**Ihre Aufgaben**
1 – Beantworten Sie anhand des Textabschnitts:
(a) Von wie vielen Buntbarsch-Arten wurden Genome analysiert?
(b) Wie lange dauert Artbildung, wenn sich zufällige Mutationen in einer Population ansammeln?
(c) Wie oft sind im Viktoriasee in den letzten 15'000 Jahren neue Buntbarscharten entstanden?
2 – Geben Sie aus dem Textabschnitt alles wörtlich wieder, von „Super schnelle Artbildung“ bis hinunter zu „ökologischen Bedingungen stimmen.“.

**Textabschnitt**
══════════════════════════════

Super schnelle Artbildung dank Tauschnetzen

Mit Genom-Analysen von 100 Buntbarsch-Arten beschreibt ein Team des Wasserforschungsinstituts Eawag und der Universität Bern gemeinsam mit Kollegen in Australien, England, Tansania, Uganda und den USA frappante Unterschiede in Geschwindigkeit und Häufigkeit der Artbildung von Buntbarschen. Die Forschenden zeigen, wie der Austausch von Erbgutvarianten zwischen bestehenden Arten die Bildung neuer Arten massiv beschleunigt, sofern die ökologischen Bedingungen stimmen.

Evolution beruht auf Mutationen im Erbgut. Sammeln sich viele dieser zufällig auftretenden Veränderungen in einer Population an, kann eine neue Art entstehen. Artbildung nach diesem Muster dauert Jahrmillionen. Entwickelt sich die junge Art unter Selektionsdruck, kann es auch schneller gehen; doch dann kommt es meist nur einmal zur Bildung einer neuen Art, weil dabei die alternativen Erbgutvarianten aussortiert wurden und das evolutionäre Potential somit aufgebraucht ist. Doch im erdgeschichtlich jungen Viktoriasee sind neue Buntbarscharten in den letzten 15'000 Jahren entstanden – und das gleich 500mal.

══════════════════════════════

**Vorliegende Daten**

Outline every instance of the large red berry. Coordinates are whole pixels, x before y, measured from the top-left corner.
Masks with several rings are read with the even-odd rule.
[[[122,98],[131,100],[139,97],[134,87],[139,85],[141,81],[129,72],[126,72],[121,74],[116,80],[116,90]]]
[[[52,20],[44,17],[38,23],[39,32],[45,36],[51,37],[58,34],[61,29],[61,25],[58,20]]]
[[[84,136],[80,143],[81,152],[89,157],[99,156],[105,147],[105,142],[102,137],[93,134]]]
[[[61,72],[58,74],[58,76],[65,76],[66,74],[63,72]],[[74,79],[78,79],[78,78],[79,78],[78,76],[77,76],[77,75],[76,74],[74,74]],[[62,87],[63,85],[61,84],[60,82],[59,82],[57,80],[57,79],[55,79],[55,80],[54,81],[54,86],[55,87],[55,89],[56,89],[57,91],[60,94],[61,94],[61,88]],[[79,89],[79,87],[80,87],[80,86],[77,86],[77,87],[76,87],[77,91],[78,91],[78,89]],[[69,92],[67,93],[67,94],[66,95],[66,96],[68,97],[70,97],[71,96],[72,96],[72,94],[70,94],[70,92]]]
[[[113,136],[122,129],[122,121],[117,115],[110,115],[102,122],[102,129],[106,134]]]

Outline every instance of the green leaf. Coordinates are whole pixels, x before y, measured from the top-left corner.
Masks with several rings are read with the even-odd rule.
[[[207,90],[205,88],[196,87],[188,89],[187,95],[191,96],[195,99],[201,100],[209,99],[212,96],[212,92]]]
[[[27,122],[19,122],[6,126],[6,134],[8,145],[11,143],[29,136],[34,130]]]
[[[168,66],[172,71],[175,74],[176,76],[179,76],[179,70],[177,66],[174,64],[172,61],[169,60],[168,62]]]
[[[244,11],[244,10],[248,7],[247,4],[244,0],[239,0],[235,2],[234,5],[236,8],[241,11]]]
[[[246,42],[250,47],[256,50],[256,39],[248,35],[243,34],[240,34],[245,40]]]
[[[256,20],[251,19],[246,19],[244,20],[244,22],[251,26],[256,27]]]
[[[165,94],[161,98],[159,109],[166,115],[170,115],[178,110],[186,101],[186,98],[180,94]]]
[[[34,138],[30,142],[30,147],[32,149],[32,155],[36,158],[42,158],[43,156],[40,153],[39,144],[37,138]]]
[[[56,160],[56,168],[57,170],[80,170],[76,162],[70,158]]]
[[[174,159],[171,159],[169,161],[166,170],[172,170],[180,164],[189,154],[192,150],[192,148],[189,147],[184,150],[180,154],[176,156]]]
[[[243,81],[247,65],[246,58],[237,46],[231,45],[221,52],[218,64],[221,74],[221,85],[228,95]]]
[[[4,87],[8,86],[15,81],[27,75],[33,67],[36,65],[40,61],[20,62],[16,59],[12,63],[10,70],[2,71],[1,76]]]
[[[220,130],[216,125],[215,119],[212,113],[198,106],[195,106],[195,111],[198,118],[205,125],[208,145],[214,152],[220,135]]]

══════════════════════════════

**Ihre Antworten**
1 –
(a) Von 100 Buntbarsch-Arten.
(b) Jahrmillionen.
(c) 500mal.

2 –
Super schnelle Artbildung dank Tauschnetzen

Mit Genom-Analysen von 100 Buntbarsch-Arten beschreibt ein Team des Wasserforschungsinstituts Eawag und der Universität Bern gemeinsam mit Kollegen in Australien, England, Tansania, Uganda und den USA frappante Unterschiede in Geschwindigkeit und Häufigkeit der Artbildung von Buntbarschen. Die Forschenden zeigen, wie der Austausch von Erbgutvarianten zwischen bestehenden Arten die Bildung neuer Arten massiv beschleunigt, sofern die ökologischen Bedingungen stimmen.